Exercise prompt =
Only what runs from the line with "Place one keypoint on each instance of the concrete" to the final line of the records below should be given again, word for word.

Excerpted records =
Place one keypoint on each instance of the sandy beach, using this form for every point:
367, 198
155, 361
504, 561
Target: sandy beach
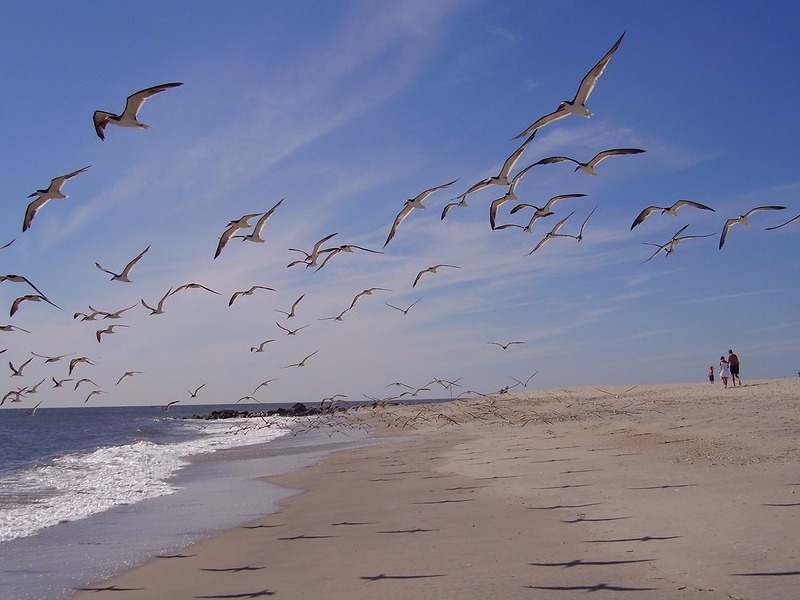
659, 491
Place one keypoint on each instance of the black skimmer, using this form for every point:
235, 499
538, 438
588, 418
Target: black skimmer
743, 219
123, 276
669, 210
589, 167
410, 205
128, 118
44, 196
431, 269
577, 106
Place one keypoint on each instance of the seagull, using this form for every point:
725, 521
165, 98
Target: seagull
743, 219
260, 347
159, 309
109, 329
588, 167
187, 286
17, 371
291, 331
782, 224
669, 210
242, 222
29, 297
366, 292
255, 234
123, 276
403, 310
128, 374
551, 234
193, 394
431, 269
500, 179
132, 105
302, 363
506, 345
44, 196
75, 361
289, 314
669, 246
248, 292
410, 205
578, 104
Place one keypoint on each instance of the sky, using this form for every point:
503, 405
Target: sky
343, 111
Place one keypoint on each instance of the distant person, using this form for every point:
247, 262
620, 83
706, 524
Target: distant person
733, 364
724, 371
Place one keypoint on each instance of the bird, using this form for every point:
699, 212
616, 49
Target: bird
45, 195
193, 394
577, 106
505, 346
410, 205
291, 331
127, 374
500, 179
551, 234
109, 329
366, 292
403, 310
260, 347
782, 224
187, 286
255, 234
669, 210
589, 167
17, 371
290, 313
669, 246
743, 219
159, 309
242, 222
123, 276
128, 118
30, 298
76, 361
248, 292
302, 363
431, 269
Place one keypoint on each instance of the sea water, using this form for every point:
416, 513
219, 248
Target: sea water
89, 492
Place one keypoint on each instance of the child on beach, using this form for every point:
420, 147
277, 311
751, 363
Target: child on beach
724, 371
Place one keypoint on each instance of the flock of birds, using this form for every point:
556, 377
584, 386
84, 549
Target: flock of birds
250, 228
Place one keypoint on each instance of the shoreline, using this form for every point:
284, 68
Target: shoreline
676, 490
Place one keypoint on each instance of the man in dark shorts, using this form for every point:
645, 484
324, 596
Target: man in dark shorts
733, 363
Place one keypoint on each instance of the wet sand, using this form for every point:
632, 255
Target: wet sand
660, 491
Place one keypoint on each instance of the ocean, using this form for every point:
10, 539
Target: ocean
89, 492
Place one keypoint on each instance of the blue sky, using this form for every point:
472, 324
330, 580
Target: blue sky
347, 109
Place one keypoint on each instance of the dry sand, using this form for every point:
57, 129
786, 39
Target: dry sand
661, 491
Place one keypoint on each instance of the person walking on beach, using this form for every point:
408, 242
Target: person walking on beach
724, 371
733, 364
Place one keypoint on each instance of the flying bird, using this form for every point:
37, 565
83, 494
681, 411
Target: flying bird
44, 196
577, 106
589, 167
506, 345
410, 205
743, 219
123, 276
431, 269
128, 118
248, 292
669, 210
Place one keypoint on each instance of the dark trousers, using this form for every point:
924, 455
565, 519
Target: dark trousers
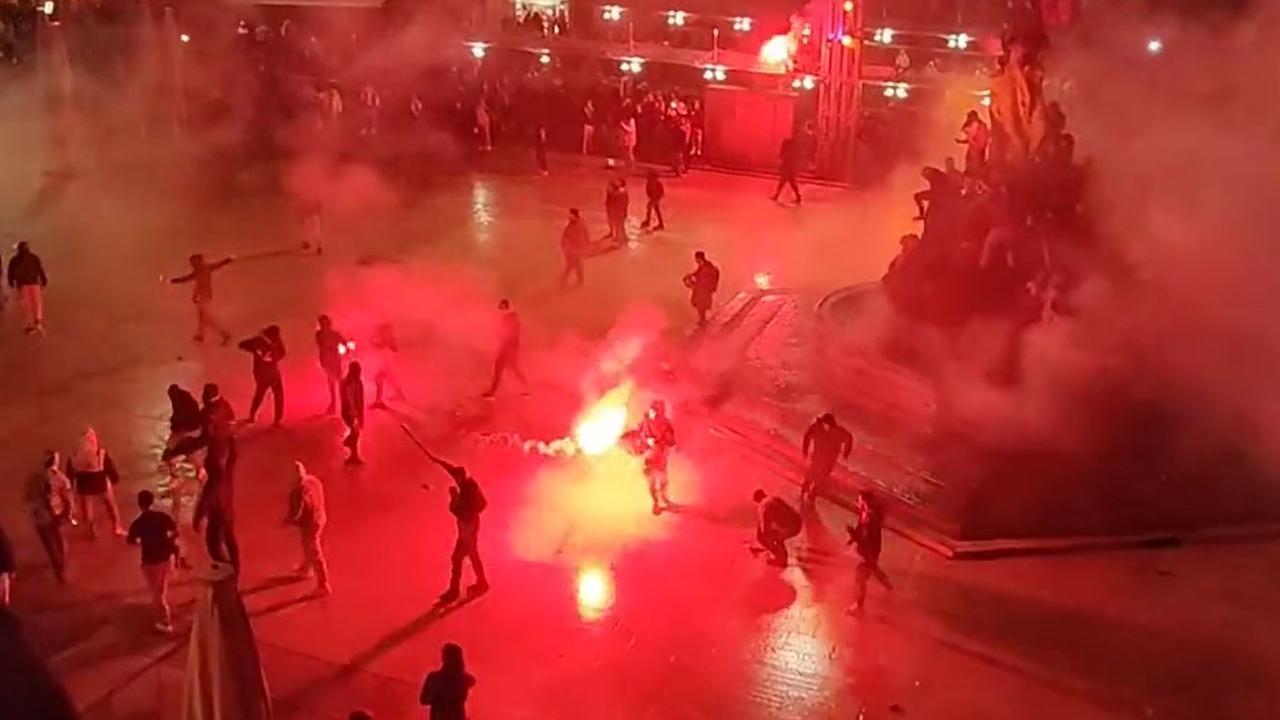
55, 546
654, 208
220, 540
572, 269
787, 180
508, 359
775, 542
466, 547
260, 386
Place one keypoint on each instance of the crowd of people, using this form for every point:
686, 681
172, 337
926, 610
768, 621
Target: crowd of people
1002, 233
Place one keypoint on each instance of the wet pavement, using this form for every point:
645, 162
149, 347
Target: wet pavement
689, 624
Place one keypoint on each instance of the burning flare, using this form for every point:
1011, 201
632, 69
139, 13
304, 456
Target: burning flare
594, 591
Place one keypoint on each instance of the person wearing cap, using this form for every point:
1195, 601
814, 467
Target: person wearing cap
332, 346
508, 350
574, 242
824, 443
201, 277
702, 283
352, 395
27, 278
268, 350
307, 511
864, 534
156, 534
776, 522
466, 504
657, 438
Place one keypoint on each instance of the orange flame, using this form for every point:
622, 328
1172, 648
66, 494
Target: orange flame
594, 591
600, 427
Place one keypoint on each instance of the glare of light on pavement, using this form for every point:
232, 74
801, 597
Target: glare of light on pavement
776, 50
594, 592
600, 425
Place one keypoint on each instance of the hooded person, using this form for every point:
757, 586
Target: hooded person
824, 442
268, 350
307, 511
352, 396
27, 278
94, 475
201, 277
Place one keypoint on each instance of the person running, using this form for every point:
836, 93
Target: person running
307, 511
824, 443
616, 203
574, 244
789, 167
654, 192
352, 413
776, 523
387, 354
332, 346
8, 566
864, 534
702, 283
94, 475
268, 350
51, 505
28, 281
657, 438
508, 350
156, 533
202, 295
446, 691
184, 423
466, 504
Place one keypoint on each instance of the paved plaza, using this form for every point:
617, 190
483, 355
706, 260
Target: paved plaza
682, 621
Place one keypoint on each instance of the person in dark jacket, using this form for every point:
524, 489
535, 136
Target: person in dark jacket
446, 691
332, 346
789, 167
27, 278
776, 523
215, 506
865, 538
268, 350
574, 244
702, 283
824, 443
466, 504
202, 295
654, 191
352, 393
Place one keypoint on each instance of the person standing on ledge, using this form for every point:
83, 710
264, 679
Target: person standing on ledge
702, 283
202, 295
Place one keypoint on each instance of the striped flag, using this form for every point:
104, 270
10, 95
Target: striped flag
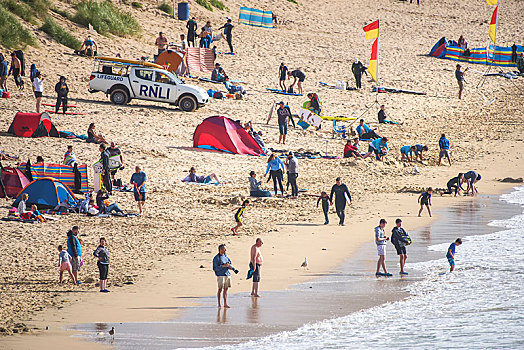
371, 30
493, 25
373, 62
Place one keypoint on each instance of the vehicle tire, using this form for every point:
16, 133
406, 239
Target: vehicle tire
187, 104
119, 96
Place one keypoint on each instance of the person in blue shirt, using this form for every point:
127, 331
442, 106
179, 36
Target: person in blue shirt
407, 152
450, 254
418, 151
379, 147
138, 180
275, 168
365, 132
443, 144
425, 200
221, 266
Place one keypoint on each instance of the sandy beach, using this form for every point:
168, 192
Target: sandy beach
157, 258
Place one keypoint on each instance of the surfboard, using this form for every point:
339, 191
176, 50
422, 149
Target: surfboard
278, 91
67, 113
337, 118
52, 105
133, 62
219, 82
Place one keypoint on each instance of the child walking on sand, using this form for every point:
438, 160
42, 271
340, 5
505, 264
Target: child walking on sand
238, 216
64, 264
451, 254
325, 205
103, 264
425, 200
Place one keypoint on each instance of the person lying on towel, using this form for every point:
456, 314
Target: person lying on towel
193, 177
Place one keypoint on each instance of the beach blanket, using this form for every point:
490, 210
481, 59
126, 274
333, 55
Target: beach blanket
256, 18
278, 91
397, 91
310, 117
200, 59
61, 172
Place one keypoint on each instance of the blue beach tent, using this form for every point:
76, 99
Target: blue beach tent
46, 193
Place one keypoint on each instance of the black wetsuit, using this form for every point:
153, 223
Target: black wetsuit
358, 69
340, 200
325, 207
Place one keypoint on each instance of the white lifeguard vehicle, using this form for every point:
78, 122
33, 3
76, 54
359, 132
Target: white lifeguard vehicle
124, 80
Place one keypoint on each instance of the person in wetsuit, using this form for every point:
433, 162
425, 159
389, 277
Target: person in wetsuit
228, 27
191, 31
106, 172
62, 90
358, 68
455, 184
340, 190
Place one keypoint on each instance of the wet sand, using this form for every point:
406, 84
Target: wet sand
348, 288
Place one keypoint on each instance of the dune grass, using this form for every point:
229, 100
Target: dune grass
59, 34
205, 4
106, 18
21, 9
166, 8
12, 34
62, 13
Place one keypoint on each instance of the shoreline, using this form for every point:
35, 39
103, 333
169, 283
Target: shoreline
159, 283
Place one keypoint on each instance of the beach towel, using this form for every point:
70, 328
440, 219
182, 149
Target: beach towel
256, 18
200, 59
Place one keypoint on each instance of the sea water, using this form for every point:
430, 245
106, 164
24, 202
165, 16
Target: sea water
478, 306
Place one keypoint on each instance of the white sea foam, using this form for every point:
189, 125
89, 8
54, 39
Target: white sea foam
479, 306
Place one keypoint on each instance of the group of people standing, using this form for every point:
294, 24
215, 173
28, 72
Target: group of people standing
206, 34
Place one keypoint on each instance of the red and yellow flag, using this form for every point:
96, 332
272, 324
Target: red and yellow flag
373, 66
371, 30
493, 25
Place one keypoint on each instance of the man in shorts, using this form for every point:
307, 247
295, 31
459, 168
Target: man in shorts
380, 240
221, 266
255, 264
450, 254
114, 151
74, 248
138, 180
398, 238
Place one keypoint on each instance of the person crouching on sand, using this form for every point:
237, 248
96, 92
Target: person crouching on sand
238, 216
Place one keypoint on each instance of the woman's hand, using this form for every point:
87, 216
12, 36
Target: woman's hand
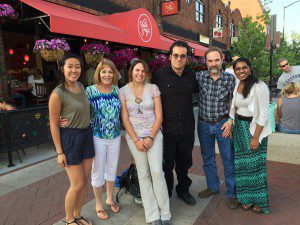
62, 160
254, 143
63, 122
226, 129
140, 146
147, 143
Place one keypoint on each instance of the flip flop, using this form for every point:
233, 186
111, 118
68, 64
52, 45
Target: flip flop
246, 207
102, 214
84, 219
73, 222
113, 207
256, 209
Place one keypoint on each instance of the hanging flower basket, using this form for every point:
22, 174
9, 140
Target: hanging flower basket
122, 56
93, 59
52, 55
6, 11
93, 53
52, 50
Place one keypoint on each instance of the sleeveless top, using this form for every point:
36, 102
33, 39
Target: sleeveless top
75, 107
141, 116
290, 113
106, 109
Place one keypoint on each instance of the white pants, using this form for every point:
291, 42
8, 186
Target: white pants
106, 159
152, 179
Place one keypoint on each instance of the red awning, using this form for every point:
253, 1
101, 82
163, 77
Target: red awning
136, 27
199, 50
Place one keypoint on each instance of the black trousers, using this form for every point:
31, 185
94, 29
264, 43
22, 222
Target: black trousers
178, 153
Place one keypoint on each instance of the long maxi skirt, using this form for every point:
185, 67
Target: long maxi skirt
250, 167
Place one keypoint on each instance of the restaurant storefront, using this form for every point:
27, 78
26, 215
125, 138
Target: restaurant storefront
134, 29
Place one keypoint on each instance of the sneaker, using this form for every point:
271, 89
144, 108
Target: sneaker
207, 193
156, 222
187, 198
232, 203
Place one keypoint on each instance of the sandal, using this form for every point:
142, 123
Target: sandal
84, 222
74, 221
246, 207
114, 207
102, 214
256, 209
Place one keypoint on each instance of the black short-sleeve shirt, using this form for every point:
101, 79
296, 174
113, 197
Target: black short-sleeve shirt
176, 94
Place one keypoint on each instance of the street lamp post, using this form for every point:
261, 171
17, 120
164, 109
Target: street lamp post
283, 22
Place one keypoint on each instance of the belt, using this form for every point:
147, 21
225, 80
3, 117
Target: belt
215, 120
245, 118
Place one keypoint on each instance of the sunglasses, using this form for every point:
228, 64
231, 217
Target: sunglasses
176, 56
241, 68
284, 65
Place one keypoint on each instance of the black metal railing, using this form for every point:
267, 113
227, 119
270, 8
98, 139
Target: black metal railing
23, 128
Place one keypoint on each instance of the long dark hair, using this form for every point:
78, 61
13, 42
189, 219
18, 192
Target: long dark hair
251, 79
62, 62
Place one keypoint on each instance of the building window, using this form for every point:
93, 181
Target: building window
199, 11
218, 19
232, 30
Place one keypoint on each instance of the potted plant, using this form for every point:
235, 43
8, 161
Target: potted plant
94, 52
6, 11
51, 50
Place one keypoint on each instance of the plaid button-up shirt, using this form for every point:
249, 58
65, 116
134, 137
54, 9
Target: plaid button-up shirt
214, 95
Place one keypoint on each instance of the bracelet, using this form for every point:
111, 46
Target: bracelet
152, 139
231, 121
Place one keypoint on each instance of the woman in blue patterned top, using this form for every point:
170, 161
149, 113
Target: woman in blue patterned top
105, 104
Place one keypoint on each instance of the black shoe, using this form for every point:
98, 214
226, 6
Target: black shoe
187, 198
232, 203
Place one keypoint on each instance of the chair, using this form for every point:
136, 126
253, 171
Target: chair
41, 93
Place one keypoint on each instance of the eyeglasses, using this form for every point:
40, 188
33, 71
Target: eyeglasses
176, 56
241, 68
281, 66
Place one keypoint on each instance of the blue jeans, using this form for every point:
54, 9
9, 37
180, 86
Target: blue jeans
287, 131
208, 133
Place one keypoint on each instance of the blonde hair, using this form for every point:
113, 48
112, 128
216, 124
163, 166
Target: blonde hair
290, 88
110, 64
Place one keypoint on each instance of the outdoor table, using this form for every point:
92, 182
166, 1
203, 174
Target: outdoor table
23, 128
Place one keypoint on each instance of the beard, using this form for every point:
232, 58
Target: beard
215, 70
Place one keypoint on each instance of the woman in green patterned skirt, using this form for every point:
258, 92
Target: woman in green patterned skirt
250, 111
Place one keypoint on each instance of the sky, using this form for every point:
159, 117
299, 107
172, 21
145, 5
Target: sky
292, 17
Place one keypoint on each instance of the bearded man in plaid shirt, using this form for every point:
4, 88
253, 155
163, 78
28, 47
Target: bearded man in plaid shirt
216, 88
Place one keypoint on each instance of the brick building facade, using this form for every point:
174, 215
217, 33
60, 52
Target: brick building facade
182, 25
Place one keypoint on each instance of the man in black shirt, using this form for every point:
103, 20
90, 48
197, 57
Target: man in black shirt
177, 84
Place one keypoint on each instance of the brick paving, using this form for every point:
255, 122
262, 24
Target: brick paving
42, 202
284, 183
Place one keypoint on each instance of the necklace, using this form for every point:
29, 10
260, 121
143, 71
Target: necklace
137, 99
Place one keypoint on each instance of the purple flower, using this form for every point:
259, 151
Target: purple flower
7, 11
54, 44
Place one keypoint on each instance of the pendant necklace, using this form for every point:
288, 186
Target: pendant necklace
137, 99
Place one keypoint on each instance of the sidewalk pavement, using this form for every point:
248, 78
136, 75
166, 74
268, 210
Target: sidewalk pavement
35, 195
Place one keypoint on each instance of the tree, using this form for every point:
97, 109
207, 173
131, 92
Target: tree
251, 44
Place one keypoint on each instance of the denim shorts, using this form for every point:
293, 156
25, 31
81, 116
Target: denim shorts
77, 144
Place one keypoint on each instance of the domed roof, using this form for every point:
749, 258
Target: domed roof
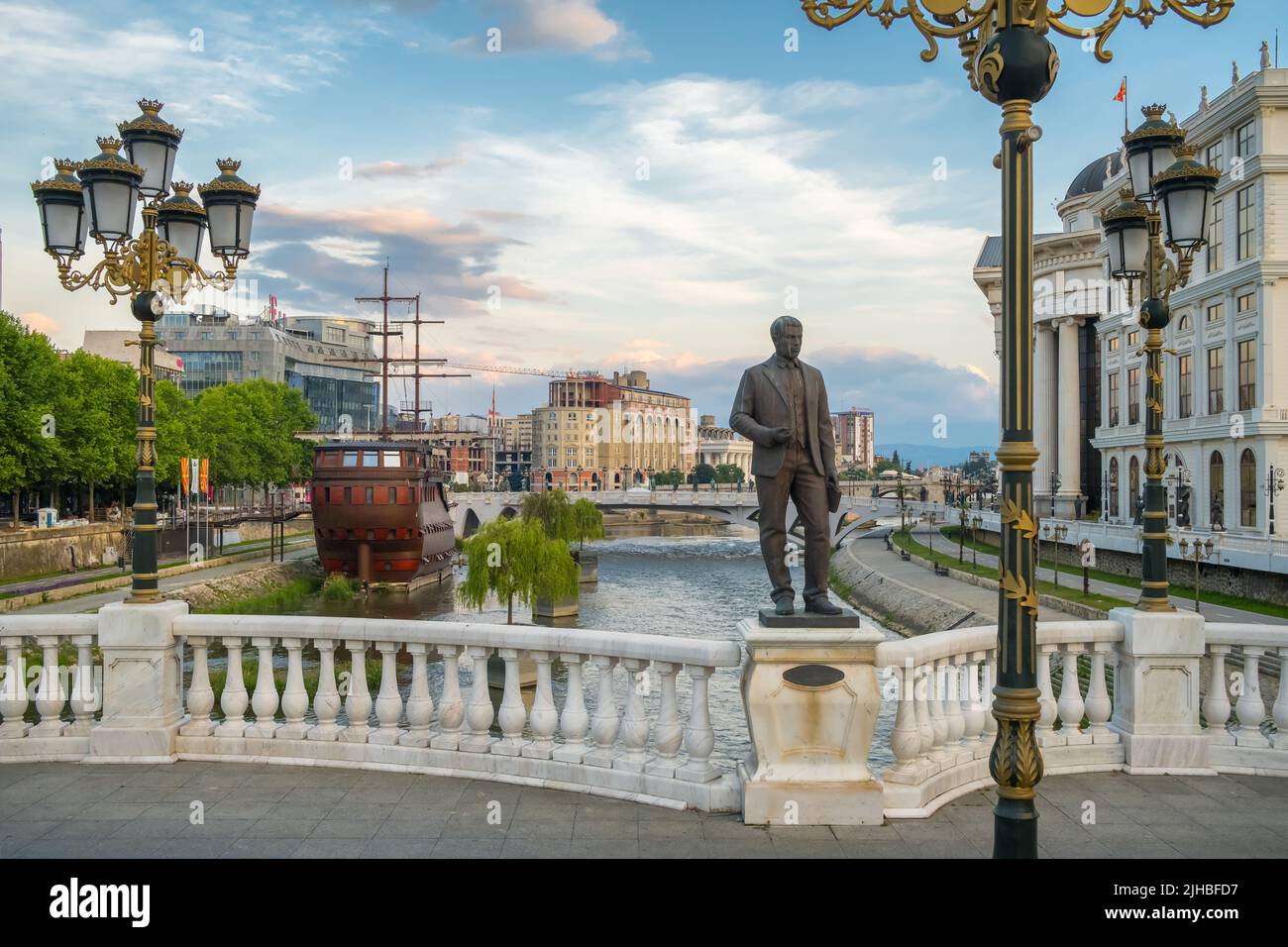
1091, 178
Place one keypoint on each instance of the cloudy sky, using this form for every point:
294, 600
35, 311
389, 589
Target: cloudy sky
591, 183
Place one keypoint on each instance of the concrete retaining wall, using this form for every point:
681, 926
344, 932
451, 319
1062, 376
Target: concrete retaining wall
34, 552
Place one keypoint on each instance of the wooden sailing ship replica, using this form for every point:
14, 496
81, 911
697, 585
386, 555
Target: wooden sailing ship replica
380, 508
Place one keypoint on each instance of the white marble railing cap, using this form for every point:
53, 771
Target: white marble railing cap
691, 651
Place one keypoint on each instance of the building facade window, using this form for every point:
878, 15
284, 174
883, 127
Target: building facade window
1216, 237
1216, 380
1248, 488
1185, 385
1133, 394
1245, 140
1247, 224
1215, 157
1216, 489
1247, 373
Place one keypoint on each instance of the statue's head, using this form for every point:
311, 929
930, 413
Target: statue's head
787, 331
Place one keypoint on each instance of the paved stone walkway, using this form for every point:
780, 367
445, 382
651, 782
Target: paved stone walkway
71, 810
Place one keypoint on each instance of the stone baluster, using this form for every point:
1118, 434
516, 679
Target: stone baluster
511, 715
50, 690
387, 701
85, 693
1216, 702
420, 705
201, 694
233, 699
13, 690
634, 720
921, 703
953, 701
1070, 705
1046, 697
478, 711
669, 733
906, 738
1250, 709
605, 723
973, 710
1099, 706
1280, 740
699, 740
295, 698
574, 722
326, 698
265, 699
451, 709
987, 696
545, 718
357, 703
935, 686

Response to the task =
Place one keypoint on each instance of the concrete retaining wall, using this form for every point:
681, 926
344, 932
451, 319
1062, 376
Target: concrete retaining wall
34, 552
Place one keypoint on each instance of the wooden sailing ship replica, using this form for every point:
14, 496
81, 911
697, 585
386, 555
Target: wooden sailing ship replica
380, 508
Place one keypoint on each instance of the white marble railing cap, using this form for every point:
53, 771
Target: white marble railing cap
691, 651
Place one keypoint on each instance of the building facade window, using this form for every point:
878, 15
284, 174
883, 127
Target: building facade window
1216, 237
1216, 380
1248, 488
1185, 385
1133, 394
1245, 140
1247, 224
1215, 157
1216, 489
1247, 373
Place one keypoint on each instance of the statue's head, using this form for every point:
311, 929
930, 413
Target: statue's head
787, 331
Place one keypoint on each instance of the paved stone walkway, using this form for every point:
780, 367
445, 382
651, 782
Target: paved stone walkway
71, 810
Place one keypoint on each instance of the stone baluster, using this form for every point:
1118, 434
516, 679
Target: stone baluster
511, 715
50, 690
387, 701
85, 693
1216, 702
420, 705
201, 694
233, 699
13, 690
634, 720
921, 703
953, 701
1070, 705
1046, 697
478, 711
669, 733
906, 738
1250, 709
605, 723
973, 710
1099, 706
1280, 740
699, 740
295, 698
574, 722
326, 698
265, 699
451, 709
987, 696
545, 718
357, 703
935, 686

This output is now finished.